**Problem:** Copy, from the data below, every line that has "outcrop" in it.

**Dataset excerpts:**
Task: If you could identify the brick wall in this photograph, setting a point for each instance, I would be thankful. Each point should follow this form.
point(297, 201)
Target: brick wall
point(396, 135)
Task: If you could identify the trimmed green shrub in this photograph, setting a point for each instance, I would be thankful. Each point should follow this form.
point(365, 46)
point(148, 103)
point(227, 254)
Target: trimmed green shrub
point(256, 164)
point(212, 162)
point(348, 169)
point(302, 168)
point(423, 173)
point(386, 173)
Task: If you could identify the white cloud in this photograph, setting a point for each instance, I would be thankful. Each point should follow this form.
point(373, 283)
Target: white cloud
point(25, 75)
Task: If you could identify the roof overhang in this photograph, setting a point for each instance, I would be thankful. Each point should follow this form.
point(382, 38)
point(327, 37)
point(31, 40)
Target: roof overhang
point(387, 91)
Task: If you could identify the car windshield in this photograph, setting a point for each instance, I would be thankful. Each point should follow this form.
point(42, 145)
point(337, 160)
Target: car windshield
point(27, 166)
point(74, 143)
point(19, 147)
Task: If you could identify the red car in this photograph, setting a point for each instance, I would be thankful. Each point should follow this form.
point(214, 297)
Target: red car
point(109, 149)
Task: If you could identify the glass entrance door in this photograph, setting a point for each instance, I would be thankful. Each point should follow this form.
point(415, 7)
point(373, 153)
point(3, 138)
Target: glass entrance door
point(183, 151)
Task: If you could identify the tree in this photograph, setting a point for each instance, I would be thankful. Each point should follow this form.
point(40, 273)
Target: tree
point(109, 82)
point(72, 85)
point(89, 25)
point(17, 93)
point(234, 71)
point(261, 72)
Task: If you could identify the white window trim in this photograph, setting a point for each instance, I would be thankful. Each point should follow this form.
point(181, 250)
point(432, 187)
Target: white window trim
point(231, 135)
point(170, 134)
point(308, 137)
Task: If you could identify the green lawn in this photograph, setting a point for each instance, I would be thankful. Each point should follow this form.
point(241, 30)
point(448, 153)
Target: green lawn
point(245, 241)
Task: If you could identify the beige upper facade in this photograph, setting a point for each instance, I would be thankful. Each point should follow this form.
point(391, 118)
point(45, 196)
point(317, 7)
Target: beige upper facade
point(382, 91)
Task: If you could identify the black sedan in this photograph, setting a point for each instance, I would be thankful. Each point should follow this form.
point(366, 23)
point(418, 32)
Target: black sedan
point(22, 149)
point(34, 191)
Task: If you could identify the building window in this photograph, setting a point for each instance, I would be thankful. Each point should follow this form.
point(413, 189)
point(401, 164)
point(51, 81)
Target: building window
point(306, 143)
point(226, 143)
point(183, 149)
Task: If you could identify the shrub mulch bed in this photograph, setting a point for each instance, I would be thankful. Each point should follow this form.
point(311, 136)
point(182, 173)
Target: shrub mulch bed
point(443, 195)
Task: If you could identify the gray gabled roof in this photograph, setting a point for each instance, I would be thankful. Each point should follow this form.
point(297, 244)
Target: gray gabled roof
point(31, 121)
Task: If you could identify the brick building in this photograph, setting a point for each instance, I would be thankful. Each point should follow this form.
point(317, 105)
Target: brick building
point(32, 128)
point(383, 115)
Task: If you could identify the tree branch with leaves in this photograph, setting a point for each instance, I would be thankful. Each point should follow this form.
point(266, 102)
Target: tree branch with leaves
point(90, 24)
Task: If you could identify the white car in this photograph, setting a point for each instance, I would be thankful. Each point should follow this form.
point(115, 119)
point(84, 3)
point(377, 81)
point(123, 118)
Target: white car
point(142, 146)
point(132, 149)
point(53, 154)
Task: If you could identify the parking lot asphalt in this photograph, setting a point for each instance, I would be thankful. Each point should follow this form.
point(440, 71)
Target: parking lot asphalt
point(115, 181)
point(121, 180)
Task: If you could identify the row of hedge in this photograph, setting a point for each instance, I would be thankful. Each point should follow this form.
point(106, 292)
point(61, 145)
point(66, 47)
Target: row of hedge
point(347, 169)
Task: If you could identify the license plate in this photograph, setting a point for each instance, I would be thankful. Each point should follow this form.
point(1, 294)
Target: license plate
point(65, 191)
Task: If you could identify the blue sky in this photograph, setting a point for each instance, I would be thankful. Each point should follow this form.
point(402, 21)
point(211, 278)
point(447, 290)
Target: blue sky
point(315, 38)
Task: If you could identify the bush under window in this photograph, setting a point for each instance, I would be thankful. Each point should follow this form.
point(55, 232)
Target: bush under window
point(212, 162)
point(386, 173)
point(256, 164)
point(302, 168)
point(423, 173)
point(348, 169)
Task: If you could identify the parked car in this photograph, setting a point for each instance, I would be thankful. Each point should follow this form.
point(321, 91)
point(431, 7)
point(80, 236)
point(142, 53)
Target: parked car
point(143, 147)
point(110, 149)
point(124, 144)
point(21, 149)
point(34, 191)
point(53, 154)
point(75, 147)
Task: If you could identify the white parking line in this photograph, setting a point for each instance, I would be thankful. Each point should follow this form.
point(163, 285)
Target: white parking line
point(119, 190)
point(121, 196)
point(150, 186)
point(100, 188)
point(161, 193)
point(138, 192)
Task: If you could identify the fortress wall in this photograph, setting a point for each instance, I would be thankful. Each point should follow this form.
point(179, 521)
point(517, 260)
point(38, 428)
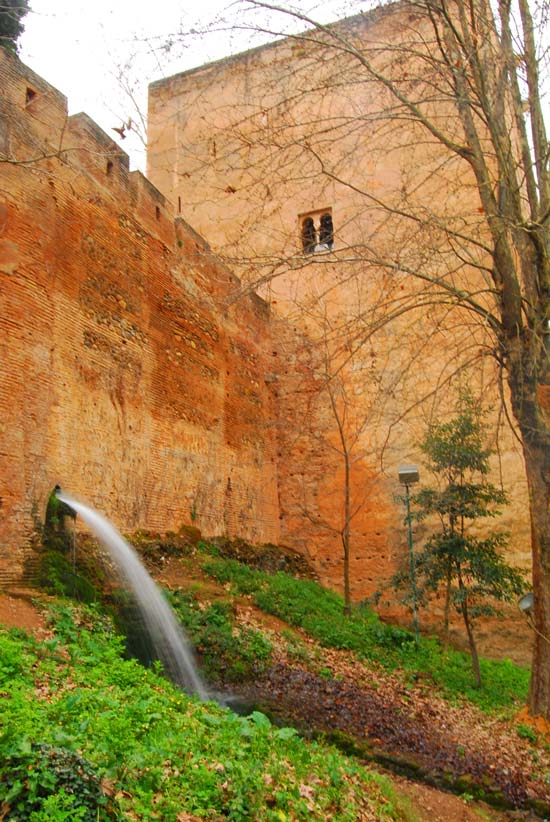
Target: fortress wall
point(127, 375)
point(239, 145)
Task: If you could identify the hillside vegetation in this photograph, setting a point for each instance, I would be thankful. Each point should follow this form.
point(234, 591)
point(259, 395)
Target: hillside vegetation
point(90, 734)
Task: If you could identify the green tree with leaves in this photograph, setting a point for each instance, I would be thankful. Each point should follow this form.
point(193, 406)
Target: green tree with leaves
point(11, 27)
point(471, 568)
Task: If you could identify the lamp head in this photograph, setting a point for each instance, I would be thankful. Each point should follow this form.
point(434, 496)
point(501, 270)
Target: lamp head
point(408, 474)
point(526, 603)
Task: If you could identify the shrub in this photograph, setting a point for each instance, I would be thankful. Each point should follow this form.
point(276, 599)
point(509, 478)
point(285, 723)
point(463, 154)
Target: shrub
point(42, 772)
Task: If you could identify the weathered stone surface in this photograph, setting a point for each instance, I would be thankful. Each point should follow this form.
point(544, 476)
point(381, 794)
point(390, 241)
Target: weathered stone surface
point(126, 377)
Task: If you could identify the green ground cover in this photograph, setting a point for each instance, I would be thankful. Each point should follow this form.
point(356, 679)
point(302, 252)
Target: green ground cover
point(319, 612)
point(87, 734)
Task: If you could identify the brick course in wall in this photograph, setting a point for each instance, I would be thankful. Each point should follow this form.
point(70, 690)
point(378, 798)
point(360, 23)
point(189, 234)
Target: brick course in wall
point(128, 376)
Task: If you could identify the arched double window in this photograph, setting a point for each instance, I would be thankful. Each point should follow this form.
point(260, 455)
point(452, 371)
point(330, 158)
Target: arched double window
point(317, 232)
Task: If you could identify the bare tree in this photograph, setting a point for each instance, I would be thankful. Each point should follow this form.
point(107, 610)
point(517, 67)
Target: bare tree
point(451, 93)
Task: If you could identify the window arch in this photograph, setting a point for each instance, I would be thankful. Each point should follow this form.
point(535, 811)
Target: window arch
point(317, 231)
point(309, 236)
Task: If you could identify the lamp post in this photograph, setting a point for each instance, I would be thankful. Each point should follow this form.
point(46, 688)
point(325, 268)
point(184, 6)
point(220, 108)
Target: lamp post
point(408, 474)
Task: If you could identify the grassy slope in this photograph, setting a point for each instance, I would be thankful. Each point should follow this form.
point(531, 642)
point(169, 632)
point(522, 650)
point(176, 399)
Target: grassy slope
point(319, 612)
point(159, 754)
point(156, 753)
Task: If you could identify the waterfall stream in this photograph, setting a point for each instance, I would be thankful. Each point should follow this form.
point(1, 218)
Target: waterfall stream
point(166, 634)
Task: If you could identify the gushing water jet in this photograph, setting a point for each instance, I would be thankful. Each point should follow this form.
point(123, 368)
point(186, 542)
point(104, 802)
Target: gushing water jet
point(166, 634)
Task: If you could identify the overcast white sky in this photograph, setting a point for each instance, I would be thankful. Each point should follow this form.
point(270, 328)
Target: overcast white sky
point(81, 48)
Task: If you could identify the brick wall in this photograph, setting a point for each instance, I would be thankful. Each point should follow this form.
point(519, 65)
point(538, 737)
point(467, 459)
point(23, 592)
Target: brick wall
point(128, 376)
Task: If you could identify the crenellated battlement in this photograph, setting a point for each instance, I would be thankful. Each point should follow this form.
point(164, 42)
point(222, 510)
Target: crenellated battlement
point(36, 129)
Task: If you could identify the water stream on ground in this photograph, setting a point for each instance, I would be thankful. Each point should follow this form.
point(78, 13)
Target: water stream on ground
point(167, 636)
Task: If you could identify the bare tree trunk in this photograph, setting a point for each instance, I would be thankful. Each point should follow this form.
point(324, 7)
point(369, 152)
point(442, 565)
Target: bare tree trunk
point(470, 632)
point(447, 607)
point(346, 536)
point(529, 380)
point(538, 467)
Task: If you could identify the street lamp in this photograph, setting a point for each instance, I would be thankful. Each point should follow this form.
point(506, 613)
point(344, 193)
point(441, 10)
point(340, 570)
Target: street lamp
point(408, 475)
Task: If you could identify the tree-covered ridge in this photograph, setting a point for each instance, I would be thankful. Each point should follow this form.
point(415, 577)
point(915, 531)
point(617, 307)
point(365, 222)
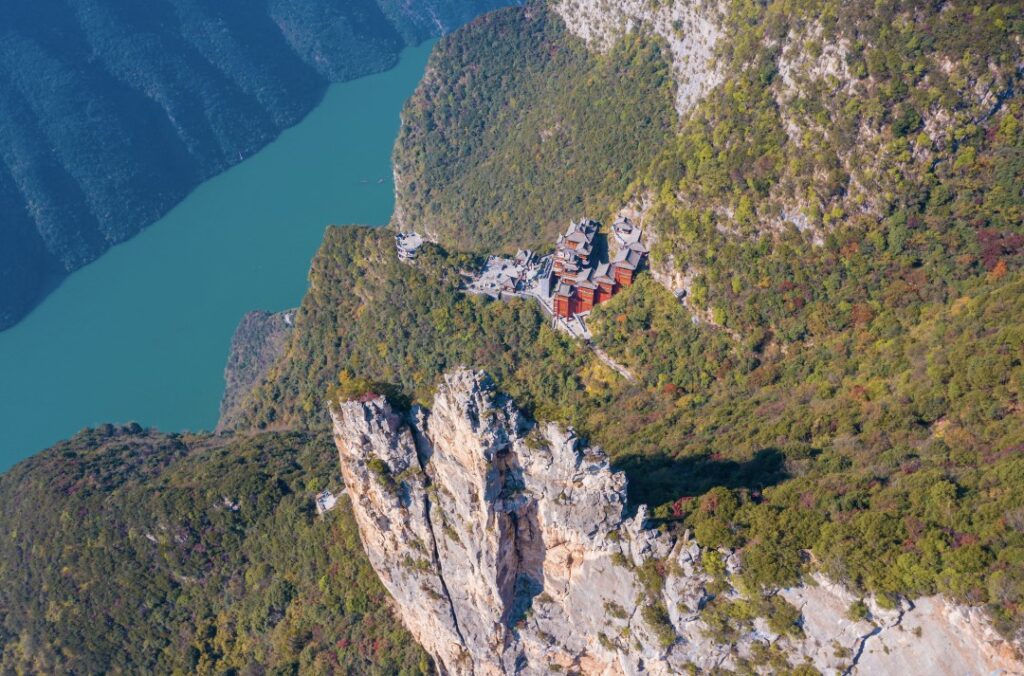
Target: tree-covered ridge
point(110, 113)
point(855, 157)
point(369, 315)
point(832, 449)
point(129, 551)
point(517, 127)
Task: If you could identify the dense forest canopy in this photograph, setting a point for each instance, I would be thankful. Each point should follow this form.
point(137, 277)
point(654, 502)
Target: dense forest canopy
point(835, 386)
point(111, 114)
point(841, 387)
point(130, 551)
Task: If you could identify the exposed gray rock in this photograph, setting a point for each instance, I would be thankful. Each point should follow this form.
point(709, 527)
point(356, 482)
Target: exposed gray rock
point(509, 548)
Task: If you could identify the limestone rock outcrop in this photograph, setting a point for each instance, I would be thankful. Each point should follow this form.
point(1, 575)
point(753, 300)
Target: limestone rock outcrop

**Final answer:**
Task: If you could identify the limestone rock outcrop in this photograph, setting a point for each instance, I would be thankful. Each point should follow this form.
Target: limestone rock outcrop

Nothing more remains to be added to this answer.